- _Istruzioni_:
• 1. Trascrivi dall'intervista sull'Ilva il passo che comincia con le parole che contengono «Ha ripensato a» e finisce con «un processo difficile?».
• 2. Nell'intervista sull'Ilva, in quale quartiere di Taranto abitava lo zio di chi parla?

- _Testo estratto_:
Quindi è una sentenza che ha un valore politico che si mescola alla questione meridionale?

«Parafrasando Gobetti,  possiamo dire che l’Ilva è l’autobiografia del Mezzogiorno. Questo processo è il riscatto del Sud, spesso sfruttato e preda di imprenditori settentrionali spregiudicati. L’Ilva rappresentava una speranza per i lavoratori non solo della Puglia. Tantissimi, come racconta la storia della mia famiglia, si sono trasferiti a Taranto dalle regioni vicine, dalla Basilicata per esempio. Cercavano riscatto. Invece che sviluppo, però, la fabbrica ha portato inquinamento».

Quindi per lei questa storia è molto vicina, si lega a quella della sua famiglia

«Mio zio viveva a Taranto, una città bellissima. Quando scendendo dalla Murgia la vedi, sei di fronte ad un panorama meraviglioso, al cospetto del  quale c’è qualcosa che sembra estraneo, questa fabbrica. Lui viveva nel quartiere Tamburi e ricordo questa polvere nera che si posava ovunque sui davanzali, sui mobili e non lo sapevo, ma entrava perfino nei suoi polmoni. È morto di tumore anche lui».

Ha ripensato a suo zio quando ha ascoltato la sentenza?

«Sì, ci ho pensato. Ho pensato che quando ero lì, non mi rendevo conto di cosa fosse realmente quella polvere. Lì in aula guardavo gli occhi dei familiari delle vittime, dei cittadini e capivo che quello che veniva raccontato era un dramma collettivo. Ecco la verità che è emersa ed è indiscutibile: noi, nel silenzio decennale di tanti poteri, abbiamo avuto l’inferno nella nostra regione».

È stato un processo difficile?

- _I dati_:
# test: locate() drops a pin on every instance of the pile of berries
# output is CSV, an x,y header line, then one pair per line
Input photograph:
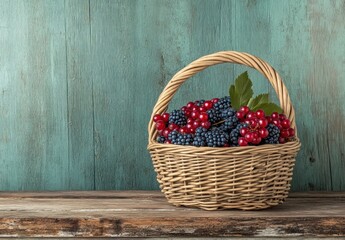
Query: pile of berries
x,y
214,123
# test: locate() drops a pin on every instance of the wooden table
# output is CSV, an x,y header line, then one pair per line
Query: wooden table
x,y
147,214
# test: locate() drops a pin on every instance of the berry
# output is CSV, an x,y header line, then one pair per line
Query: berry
x,y
165,117
249,137
260,114
285,123
240,115
244,109
203,116
166,132
222,104
208,105
199,138
213,116
206,125
284,133
251,115
242,142
263,122
235,133
263,132
160,125
178,117
273,136
161,139
214,100
173,126
291,132
157,117
275,115
244,131
216,138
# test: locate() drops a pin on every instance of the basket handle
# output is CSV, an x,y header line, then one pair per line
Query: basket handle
x,y
217,58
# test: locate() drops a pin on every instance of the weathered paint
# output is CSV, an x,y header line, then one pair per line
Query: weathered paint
x,y
78,80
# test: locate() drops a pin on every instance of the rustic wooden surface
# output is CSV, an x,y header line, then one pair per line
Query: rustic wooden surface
x,y
147,214
78,80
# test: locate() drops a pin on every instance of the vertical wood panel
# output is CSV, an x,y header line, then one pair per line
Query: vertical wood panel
x,y
80,98
33,118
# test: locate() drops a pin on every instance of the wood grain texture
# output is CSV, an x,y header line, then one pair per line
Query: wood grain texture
x,y
147,214
78,80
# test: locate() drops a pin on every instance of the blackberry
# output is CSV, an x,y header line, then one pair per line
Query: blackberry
x,y
235,134
273,134
178,117
216,138
199,137
213,115
161,139
222,104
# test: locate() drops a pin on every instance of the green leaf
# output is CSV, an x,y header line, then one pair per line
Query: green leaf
x,y
258,100
243,87
269,108
235,101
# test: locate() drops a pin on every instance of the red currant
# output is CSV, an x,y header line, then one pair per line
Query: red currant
x,y
208,104
260,113
184,130
160,125
254,123
256,141
275,115
240,115
244,109
249,137
242,142
285,123
206,125
285,133
195,115
291,132
282,116
165,117
157,117
166,132
190,105
202,109
251,115
263,122
203,116
196,123
244,131
276,122
173,126
263,132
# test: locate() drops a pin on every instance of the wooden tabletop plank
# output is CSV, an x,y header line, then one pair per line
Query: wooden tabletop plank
x,y
148,214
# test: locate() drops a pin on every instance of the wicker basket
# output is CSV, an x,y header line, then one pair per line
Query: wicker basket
x,y
252,177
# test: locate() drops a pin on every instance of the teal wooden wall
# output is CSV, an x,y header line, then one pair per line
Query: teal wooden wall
x,y
78,81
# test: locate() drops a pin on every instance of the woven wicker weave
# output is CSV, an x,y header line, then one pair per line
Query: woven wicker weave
x,y
252,177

- _Risposte per punto_:
• 1.
Ha ripensato a suo zio quando ha ascoltato la sentenza?

«Sì, ci ho pensato. Ho pensato che quando ero lì, non mi rendevo conto di cosa fosse realmente quella polvere. Lì in aula guardavo gli occhi dei familiari delle vittime, dei cittadini e capivo che quello che veniva raccontato era un dramma collettivo. Ecco la verità che è emersa ed è indiscutibile: noi, nel silenzio decennale di tanti poteri, abbiamo avuto l’inferno nella nostra regione».

È stato un processo difficile?

• 2. Nel quartiere Tamburi.